Task to carry out
Arrange the lines below as a numbered list, skipping blank lines and leaving out the pictures.

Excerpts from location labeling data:

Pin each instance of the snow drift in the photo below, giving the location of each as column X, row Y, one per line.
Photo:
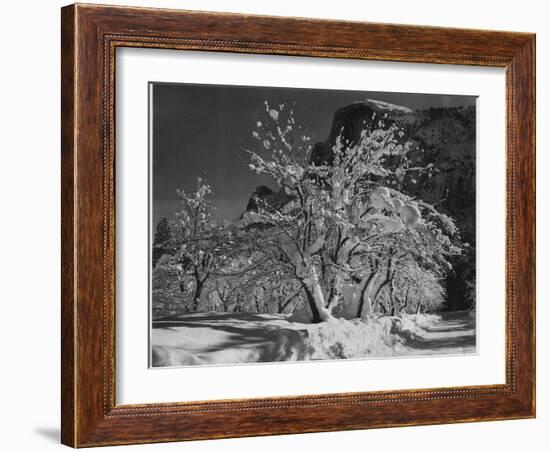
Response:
column 233, row 338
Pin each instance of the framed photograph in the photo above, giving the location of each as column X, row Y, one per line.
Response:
column 281, row 225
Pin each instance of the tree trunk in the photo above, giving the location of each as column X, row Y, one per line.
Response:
column 197, row 294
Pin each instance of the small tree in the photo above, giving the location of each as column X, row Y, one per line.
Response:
column 196, row 235
column 345, row 221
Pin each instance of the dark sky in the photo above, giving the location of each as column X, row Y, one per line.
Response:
column 201, row 130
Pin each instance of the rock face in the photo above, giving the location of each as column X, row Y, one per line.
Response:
column 263, row 194
column 351, row 120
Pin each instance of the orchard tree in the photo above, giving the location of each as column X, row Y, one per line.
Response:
column 344, row 222
column 162, row 241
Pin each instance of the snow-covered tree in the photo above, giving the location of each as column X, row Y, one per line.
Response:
column 344, row 222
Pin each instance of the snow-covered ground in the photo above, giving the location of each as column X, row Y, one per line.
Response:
column 232, row 338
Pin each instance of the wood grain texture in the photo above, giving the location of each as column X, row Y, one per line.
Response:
column 90, row 36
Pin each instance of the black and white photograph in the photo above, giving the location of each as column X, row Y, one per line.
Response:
column 291, row 224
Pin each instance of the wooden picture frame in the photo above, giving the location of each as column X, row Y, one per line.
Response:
column 90, row 36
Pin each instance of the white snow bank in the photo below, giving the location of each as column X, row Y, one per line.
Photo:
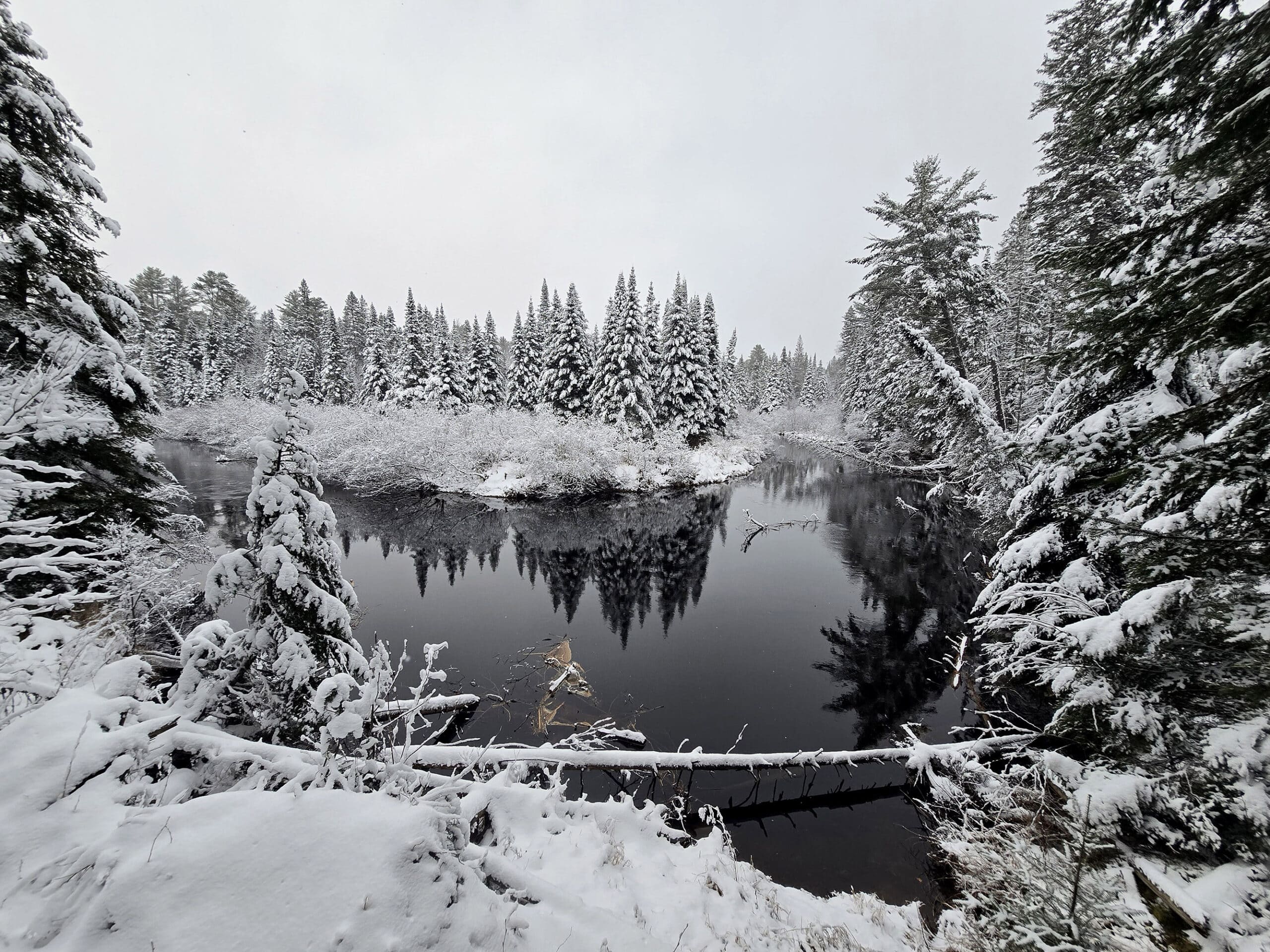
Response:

Task answer
1. Pin each instance of the snow drift in the photo below, giving the location of each as column X, row Y, one per line.
2. Photo:
3. Response:
4. column 233, row 338
5. Pin each instance of the framed photograph in the photo above, giving the location of each as column X, row Y, one per line.
6. Response:
7. column 281, row 225
8. Pin each instance of the tree trunk in the photo above, giving the location of each as column X, row Y, one per line.
9. Response:
10. column 197, row 294
11. Pin each instance of the small tree in the photo above, giving the location of each as column X, row Y, one per line.
12. Response:
13. column 196, row 235
14. column 345, row 221
15. Pin each instance of the dark sky in the photo above, giving the location of each as column X, row Y, one per line.
16. Response:
17. column 201, row 130
18. Pin each instance of the rock face in the photo above, giving the location of each as column X, row Y, one per line.
19. Response:
20. column 263, row 194
21. column 351, row 120
22. Pin each instance of the orchard tree in the photo above, giving the location of each as column X, row Y, one per line.
23. Response:
24. column 344, row 222
25. column 162, row 241
26. Pin each instance of the snow-covered tree in the photo above, giving the location of each as column X, row Y, one per line.
27. Response:
28. column 344, row 222
29. Pin each instance of the snow-covered ground in the photo above, giving the location of each as column X, row Y, one per line.
30. Response:
31. column 232, row 338
32. Pin each instance of the wood grain texture in the photo above, giving the location of each as column X, row Y, one per line.
33. Response:
34. column 90, row 36
35. Pin each instance of the black and white photograph in the photo above, giving the location of each as column X, row Y, one per line.
36. Response:
37. column 291, row 224
38. Pin each instance of the wooden picture frame in the photo above, giving the location of each as column X, row Y, one per line.
39. Response:
40. column 90, row 36
41. Pin each instance of the white snow bank in the photo below, giving the location of each as column X, row Y, one per line.
42. Photo:
43. Response:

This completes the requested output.